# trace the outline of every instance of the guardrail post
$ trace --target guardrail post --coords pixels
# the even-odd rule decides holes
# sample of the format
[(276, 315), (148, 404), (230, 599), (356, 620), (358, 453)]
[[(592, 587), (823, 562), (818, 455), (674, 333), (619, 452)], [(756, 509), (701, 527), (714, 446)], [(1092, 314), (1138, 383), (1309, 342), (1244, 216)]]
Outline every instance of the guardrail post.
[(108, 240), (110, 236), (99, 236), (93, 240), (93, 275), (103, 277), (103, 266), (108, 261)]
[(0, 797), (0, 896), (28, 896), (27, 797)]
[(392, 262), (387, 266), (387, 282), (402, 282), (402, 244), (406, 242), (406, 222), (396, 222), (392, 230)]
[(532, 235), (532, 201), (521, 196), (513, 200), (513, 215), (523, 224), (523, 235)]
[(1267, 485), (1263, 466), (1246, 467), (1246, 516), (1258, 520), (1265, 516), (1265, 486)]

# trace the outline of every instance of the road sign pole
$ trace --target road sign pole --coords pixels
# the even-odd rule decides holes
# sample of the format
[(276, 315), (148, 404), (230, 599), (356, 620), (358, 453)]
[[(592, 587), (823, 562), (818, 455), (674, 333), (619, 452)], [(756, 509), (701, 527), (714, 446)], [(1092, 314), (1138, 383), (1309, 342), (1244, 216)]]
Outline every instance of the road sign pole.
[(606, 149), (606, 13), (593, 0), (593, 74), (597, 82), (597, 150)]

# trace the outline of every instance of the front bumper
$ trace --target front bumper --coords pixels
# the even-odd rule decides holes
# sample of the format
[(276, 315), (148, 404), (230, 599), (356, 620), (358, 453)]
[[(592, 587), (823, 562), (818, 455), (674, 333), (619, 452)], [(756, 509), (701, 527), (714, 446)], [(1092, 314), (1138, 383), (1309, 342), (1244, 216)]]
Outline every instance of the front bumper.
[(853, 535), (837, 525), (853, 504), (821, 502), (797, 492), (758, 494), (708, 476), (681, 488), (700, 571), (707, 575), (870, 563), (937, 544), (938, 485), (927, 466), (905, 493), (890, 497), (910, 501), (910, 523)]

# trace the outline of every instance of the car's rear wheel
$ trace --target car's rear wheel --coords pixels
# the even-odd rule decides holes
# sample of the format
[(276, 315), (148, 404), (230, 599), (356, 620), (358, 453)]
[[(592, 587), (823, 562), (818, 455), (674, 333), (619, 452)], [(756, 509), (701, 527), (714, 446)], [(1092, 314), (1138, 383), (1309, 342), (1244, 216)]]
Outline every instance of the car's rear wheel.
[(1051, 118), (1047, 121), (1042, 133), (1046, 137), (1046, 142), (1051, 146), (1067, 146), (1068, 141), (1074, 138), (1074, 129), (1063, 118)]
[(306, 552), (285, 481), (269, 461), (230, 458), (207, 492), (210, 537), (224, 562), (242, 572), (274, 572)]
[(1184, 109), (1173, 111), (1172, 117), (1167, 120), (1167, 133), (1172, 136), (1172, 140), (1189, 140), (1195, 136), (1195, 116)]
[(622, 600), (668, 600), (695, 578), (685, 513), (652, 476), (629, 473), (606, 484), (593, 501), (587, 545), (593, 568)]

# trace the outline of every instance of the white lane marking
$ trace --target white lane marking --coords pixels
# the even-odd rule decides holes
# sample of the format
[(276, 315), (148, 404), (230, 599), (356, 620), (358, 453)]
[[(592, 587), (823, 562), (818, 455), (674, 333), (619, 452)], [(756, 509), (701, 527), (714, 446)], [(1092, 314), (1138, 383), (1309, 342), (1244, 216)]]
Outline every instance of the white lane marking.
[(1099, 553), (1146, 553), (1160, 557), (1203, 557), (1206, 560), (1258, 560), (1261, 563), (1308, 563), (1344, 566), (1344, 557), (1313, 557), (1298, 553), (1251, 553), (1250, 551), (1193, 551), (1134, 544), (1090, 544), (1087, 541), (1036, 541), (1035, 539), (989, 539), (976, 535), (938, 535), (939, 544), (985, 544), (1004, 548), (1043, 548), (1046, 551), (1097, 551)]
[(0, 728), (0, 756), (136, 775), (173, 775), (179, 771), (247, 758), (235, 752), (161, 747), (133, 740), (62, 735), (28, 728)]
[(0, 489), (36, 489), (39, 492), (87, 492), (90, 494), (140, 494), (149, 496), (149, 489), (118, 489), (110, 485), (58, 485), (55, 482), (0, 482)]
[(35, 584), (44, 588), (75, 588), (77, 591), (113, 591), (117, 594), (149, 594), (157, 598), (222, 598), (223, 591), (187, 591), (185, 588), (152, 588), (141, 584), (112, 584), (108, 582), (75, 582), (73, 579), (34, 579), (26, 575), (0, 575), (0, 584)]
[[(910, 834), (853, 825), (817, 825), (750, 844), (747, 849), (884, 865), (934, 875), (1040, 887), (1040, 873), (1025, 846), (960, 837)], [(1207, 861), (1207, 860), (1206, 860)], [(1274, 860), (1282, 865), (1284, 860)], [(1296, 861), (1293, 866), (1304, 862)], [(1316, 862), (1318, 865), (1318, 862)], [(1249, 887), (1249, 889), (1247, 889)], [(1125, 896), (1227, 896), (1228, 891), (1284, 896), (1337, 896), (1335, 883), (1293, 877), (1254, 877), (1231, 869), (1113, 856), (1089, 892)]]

-=-=-=-=-

**Problem to work on**
Write out every item above word for word.

**Response to the exercise**
# trace the outline of every instance of the guardrail post
$ trace --target guardrail post --coords pixels
# the even-odd rule decides holes
# sample of the format
[(276, 315), (148, 404), (230, 599), (356, 620), (358, 453)]
[[(592, 587), (823, 562), (818, 455), (674, 333), (619, 452)], [(756, 509), (701, 527), (714, 446)], [(1092, 314), (1138, 383), (1309, 342), (1244, 216)]]
Outline every instance of the guardrail post.
[(108, 240), (110, 236), (99, 236), (93, 240), (93, 275), (103, 277), (103, 266), (108, 261)]
[(0, 797), (0, 896), (28, 896), (27, 797)]
[(392, 262), (387, 266), (387, 282), (402, 282), (402, 244), (406, 242), (406, 222), (396, 222), (392, 230)]
[(532, 235), (532, 201), (521, 196), (513, 200), (513, 215), (523, 224), (523, 235)]
[(1267, 485), (1263, 466), (1246, 467), (1246, 516), (1258, 520), (1265, 516), (1265, 486)]

# trace the outline of every instance of the road sign pole
$ trace --target road sign pole --coords pixels
# the even-odd rule decides holes
# sample of the format
[(276, 315), (148, 404), (230, 599), (356, 620), (358, 453)]
[[(592, 587), (823, 562), (818, 455), (674, 333), (619, 452)], [(756, 509), (701, 527), (714, 446)], [(1092, 314), (1138, 383), (1309, 342), (1244, 216)]]
Outline every instance of the road sign pole.
[(606, 149), (606, 13), (593, 0), (593, 74), (597, 82), (597, 150)]

# trace the outline of every instance of the front bumper
$ trace --target front bumper --coords pixels
# the even-odd rule decides holes
# sample of the format
[(276, 315), (148, 404), (230, 599), (356, 620), (358, 453)]
[[(592, 587), (823, 562), (818, 455), (674, 333), (619, 452)], [(756, 509), (701, 527), (714, 446)], [(1092, 314), (1138, 383), (1309, 342), (1244, 216)]]
Outline every instance of the front bumper.
[(853, 535), (837, 525), (853, 504), (821, 502), (797, 492), (758, 494), (708, 476), (681, 488), (700, 571), (707, 575), (870, 563), (937, 544), (938, 485), (927, 466), (905, 493), (890, 497), (910, 501), (910, 523)]

# trace the outline of every instance of the car's rear wheel
$ trace --target car's rear wheel --coords pixels
# the even-odd rule decides holes
# sample of the format
[(276, 315), (148, 404), (230, 599), (356, 620), (358, 453)]
[[(592, 587), (823, 562), (818, 455), (674, 333), (619, 452)], [(756, 509), (701, 527), (714, 446)], [(1092, 314), (1138, 383), (1309, 342), (1244, 216)]]
Outline every instance of the car's rear wheel.
[(1051, 118), (1047, 121), (1042, 133), (1046, 137), (1046, 142), (1051, 146), (1067, 146), (1068, 141), (1074, 138), (1074, 129), (1063, 118)]
[(306, 552), (285, 481), (269, 461), (230, 458), (207, 492), (210, 537), (224, 562), (242, 572), (274, 572)]
[(1184, 109), (1173, 111), (1172, 117), (1167, 120), (1167, 133), (1172, 136), (1172, 140), (1189, 140), (1195, 136), (1195, 116)]
[(622, 600), (668, 600), (695, 578), (685, 513), (652, 476), (629, 473), (606, 484), (593, 501), (587, 545), (593, 568)]

# trace the outline of every instance of the white lane marking
$ trace --target white lane marking --coords pixels
# the even-odd rule decides holes
# sample of the format
[(276, 315), (148, 404), (230, 599), (356, 620), (358, 453)]
[[(592, 587), (823, 562), (818, 455), (674, 333), (619, 452)], [(756, 509), (701, 527), (714, 446)], [(1092, 314), (1138, 383), (1309, 342), (1244, 216)]]
Outline every instance of the white lane marking.
[(1099, 553), (1146, 553), (1160, 557), (1203, 557), (1206, 560), (1258, 560), (1261, 563), (1308, 563), (1344, 566), (1344, 557), (1313, 557), (1298, 553), (1251, 553), (1250, 551), (1193, 551), (1134, 544), (1090, 544), (1087, 541), (1036, 541), (1035, 539), (989, 539), (976, 535), (938, 535), (939, 544), (985, 544), (1004, 548), (1043, 548), (1046, 551), (1097, 551)]
[(0, 728), (0, 756), (136, 775), (173, 775), (179, 771), (247, 758), (235, 752), (161, 747), (133, 740), (62, 735), (28, 728)]
[(0, 489), (36, 489), (39, 492), (87, 492), (90, 494), (140, 494), (149, 496), (149, 489), (118, 489), (110, 485), (58, 485), (55, 482), (0, 482)]
[(35, 584), (44, 588), (75, 588), (77, 591), (113, 591), (117, 594), (149, 594), (157, 598), (222, 598), (223, 591), (187, 591), (185, 588), (152, 588), (141, 584), (112, 584), (108, 582), (75, 582), (73, 579), (34, 579), (26, 575), (0, 575), (0, 584)]
[[(910, 834), (853, 825), (817, 825), (750, 844), (747, 849), (884, 865), (934, 875), (1040, 887), (1040, 873), (1025, 846), (960, 837)], [(1207, 861), (1207, 860), (1206, 860)], [(1274, 860), (1282, 865), (1284, 860)], [(1296, 861), (1293, 866), (1304, 862)], [(1316, 862), (1318, 865), (1318, 862)], [(1249, 887), (1249, 889), (1247, 889)], [(1125, 896), (1227, 896), (1228, 891), (1284, 896), (1337, 896), (1335, 883), (1293, 877), (1254, 877), (1231, 869), (1113, 856), (1089, 892)]]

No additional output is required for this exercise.